What to work on: A full, exact copy of the listing is needed, with images omitted.

** Opening Records for processing block **

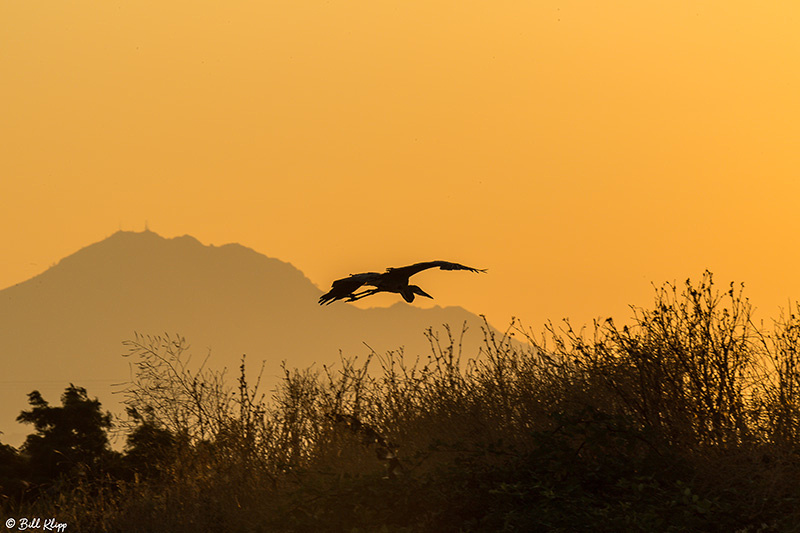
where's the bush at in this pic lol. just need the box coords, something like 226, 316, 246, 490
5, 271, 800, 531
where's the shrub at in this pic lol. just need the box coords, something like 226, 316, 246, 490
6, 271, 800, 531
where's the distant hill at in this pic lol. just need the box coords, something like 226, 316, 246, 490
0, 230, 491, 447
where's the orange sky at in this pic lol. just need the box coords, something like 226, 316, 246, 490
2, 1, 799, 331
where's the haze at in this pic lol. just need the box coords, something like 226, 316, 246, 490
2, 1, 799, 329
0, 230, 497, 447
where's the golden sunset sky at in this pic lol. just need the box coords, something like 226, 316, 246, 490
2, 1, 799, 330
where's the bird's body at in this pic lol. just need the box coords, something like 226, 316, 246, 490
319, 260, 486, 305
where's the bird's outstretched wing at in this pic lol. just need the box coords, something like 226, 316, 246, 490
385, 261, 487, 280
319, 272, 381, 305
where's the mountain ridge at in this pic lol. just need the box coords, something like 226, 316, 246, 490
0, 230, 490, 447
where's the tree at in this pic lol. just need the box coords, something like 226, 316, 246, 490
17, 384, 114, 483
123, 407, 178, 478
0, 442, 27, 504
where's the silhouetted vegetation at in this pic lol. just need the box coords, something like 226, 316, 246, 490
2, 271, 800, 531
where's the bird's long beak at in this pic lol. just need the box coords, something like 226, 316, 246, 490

** Closing Records for processing block **

Problem solution:
where's the bush at in this pic lol. just need the box coords, something like 226, 316, 246, 490
5, 271, 800, 531
where's the shrub at in this pic lol. just need the box coords, something like 226, 316, 246, 490
6, 271, 800, 531
where's the distant hill at in this pic lol. just need the box coords, something like 226, 316, 246, 490
0, 230, 491, 447
where's the orange sky at in this pic lol. just need the box coords, something like 226, 316, 246, 490
2, 1, 799, 331
where's the haze at in this pic lol. just need the box coords, something like 226, 316, 246, 490
2, 1, 799, 329
0, 230, 497, 447
where's the golden sunset sky at in this pic lol. just need the box coords, something like 226, 316, 246, 490
2, 1, 799, 330
where's the bird's body at in this pic lol. just need the box coords, something like 226, 316, 246, 490
319, 260, 486, 305
where's the bird's outstretched wing at in this pic lol. just need the box coords, something like 226, 316, 246, 490
385, 261, 487, 280
319, 272, 381, 305
where's the mountain ridge at in this pic lol. just need the box coords, something like 226, 316, 246, 490
0, 230, 490, 447
where's the tree at in this pic lol. just need the box coords, something like 226, 316, 246, 490
17, 384, 114, 483
123, 407, 178, 478
0, 442, 27, 504
where's the silhouetted vegetation at in this pic lol. just need the box coords, something like 226, 316, 246, 490
2, 271, 800, 531
where's the bird's long beak at in this pic lol. just need the box coords, something like 226, 316, 246, 490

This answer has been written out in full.